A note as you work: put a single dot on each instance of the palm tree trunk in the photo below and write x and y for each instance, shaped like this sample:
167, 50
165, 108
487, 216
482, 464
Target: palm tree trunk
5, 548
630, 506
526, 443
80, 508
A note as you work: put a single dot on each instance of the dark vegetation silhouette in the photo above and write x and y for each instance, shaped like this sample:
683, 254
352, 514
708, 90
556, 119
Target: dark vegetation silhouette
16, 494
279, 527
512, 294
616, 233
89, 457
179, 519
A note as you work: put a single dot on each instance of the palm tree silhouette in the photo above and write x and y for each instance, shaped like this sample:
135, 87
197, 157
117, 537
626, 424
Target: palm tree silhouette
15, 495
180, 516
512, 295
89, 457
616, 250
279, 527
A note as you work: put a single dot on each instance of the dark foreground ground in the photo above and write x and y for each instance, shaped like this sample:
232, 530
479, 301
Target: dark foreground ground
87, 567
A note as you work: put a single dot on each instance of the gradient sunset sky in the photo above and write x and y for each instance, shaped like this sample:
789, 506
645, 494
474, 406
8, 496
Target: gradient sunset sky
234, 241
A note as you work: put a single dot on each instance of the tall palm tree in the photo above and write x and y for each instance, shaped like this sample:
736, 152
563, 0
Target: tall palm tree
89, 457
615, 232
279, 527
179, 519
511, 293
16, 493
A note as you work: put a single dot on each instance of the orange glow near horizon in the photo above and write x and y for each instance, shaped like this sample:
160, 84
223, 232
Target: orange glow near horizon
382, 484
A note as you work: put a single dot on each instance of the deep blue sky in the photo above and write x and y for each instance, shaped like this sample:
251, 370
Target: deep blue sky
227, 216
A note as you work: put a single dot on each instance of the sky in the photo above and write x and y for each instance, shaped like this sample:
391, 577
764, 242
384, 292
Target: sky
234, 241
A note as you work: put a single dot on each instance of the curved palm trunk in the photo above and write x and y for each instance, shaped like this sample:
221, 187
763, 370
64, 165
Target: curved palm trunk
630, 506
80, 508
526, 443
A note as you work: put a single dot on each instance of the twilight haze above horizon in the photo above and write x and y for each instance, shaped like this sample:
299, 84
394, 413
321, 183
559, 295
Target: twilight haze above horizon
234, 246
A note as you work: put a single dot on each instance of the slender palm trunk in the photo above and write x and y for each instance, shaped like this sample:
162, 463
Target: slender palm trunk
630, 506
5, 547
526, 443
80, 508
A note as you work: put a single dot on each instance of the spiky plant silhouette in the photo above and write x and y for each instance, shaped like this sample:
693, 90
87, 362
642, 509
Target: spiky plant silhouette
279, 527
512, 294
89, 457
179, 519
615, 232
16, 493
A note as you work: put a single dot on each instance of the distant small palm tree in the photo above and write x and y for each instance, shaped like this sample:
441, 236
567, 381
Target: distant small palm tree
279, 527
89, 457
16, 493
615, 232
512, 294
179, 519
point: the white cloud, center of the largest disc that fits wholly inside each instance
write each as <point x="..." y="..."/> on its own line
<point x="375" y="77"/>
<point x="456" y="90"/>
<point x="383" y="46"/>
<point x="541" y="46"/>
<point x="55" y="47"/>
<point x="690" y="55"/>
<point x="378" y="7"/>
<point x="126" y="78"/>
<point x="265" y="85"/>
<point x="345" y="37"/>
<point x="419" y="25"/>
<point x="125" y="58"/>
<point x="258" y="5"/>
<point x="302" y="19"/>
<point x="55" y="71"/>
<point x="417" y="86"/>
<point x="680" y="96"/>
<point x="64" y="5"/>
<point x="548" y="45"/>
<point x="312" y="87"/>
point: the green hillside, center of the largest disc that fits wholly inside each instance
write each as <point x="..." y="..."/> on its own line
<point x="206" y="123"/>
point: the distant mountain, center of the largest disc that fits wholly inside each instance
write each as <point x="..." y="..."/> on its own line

Work to complete: Taking the entries as a whole, work out how many lines contain the string "wholly". Respond with only the number.

Solution for this problem: 3